_Фрагмент текста_.
□ □ □ □ □ □ □
Элитарное положение рыцаря побуждало его искать славы, стараться выделиться благодаря добродетелям, приличным его положению, благодаря тому, что в Древней Греции называлось «aristeia»[597]. А естественной формой отличия в рамках военного класса было, разумеется, отличие на поле боя, выполнение трудных заданий, которые рыцарь старался сделать еще труднее, а при нехватке реальных трудностей приносил самые диковинные обеты. Нападать на безоружного, бросаться втроем на одного, добивать упавшего было в такой борьбе невозможно.
Свобода от хозяйственных забот позволяла смотреть на сражение как на игру; граница между войной и турниром стиралась. Когда корыстные мотивы все сильнее стали проникать в рыцарские единоборства, лишая их игрового характера, рыцарская идеология начала клониться к упадку. В XIII веке во Франции все чаще встречаются рыцари, которые ездят с турнира на турнир, чтобы извлекать из своих побед доходы: коней, доспехи, драгоценности, даримые дамами, выкуп от побежденного. Такого рыцаря современники презирали. Ж. Коэн в своей «Истории французского рыцаря в средневековье» приводит отрывки из поэмы Юона Леру, где речь идет как раз о таком рыцаре. Когда он влюбляется в дочь богатого сеньора и просит ее руки, тот отвечает ему: «Уж не настолько я пьян, // Чтобы выдать дочь // За человека, который живет грабежом»[598]. А в XV веке Алэн Шартье пишет: «Некоторые из рыцарей и благородных призывают к оружию, но на уме у них золото»[599]. Поэтому рыцарское единоборство, считает Шартье, вырождается, превращается в обычную драку — даже с женщинами, которых возлюбленный не стесняется таскать за волосы.
□ □ □ □ □ □ □
_Выдержка из данных_.

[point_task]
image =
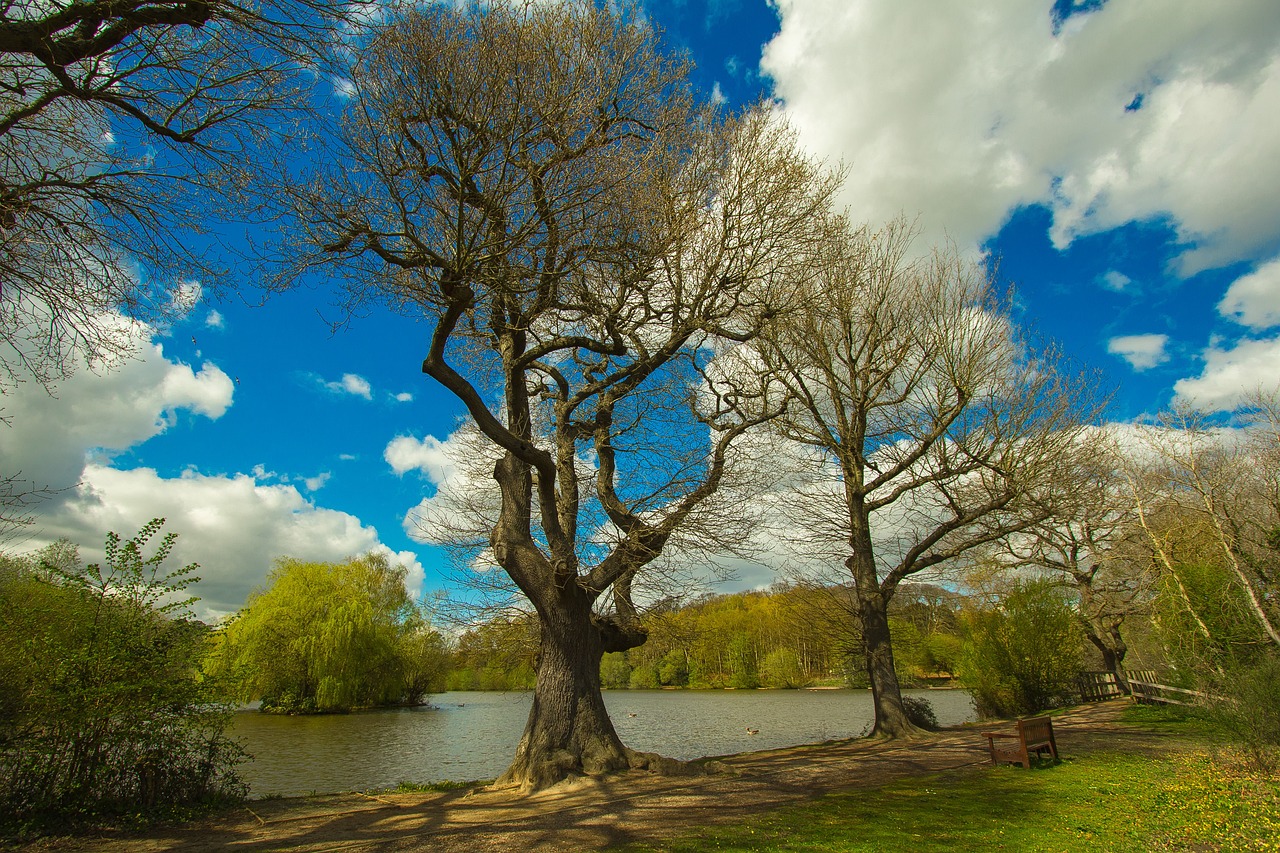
□ □ □ □ □ □ □
_Что нужно сделать_.
A. Переведите на английский язык предложение из текста о рыцарях: «Свобода от хозяйственных забот позволяла смотреть на сражение как на игру; граница между войной и турниром стиралась».
B. Продолжите текст о рыцарях, начав сразу после его последнего предложения.

_Письменные ответы_.
A. Freedom from economic concerns made it possible to view battle as a game; the line between war and tournament was becoming blurred.

B.
Как уже говорилось, стремление отличиться, забота о том, чтобы выглядеть возможно лучше в глазах окружающих, играли крайне важную роль в развитии правил рыцарской борьбы. Спарта, где также имелась свободная от хозяйственных забот и воспитываемая в военном духе элита, не создала какого-либо кодекса «честной игры». Этому, как. видно, мешала стадность спартанского воспитания, упор на послушание, что так ярко описал Ксенофонт в трактате о Лакедемонском государстве. К тому же борьба, к которой готовили себя спартиаты, была не борьбой с равными себе, где правила «честной игры» обязательны, но борьбой с чужеземцами, по отношению к которым в спартиатах воспитывали чувство превосходства. Поддержанию мифа о собственном превосходстве служили, как известно, препоны в общении с чужеземцами, допуск которых в страну был ограничен; а путешествиям спартиатов за границу препятствовала железная монета, чеканившаяся для внутреннего употребления и не имевшая ценности за пределами Спарты.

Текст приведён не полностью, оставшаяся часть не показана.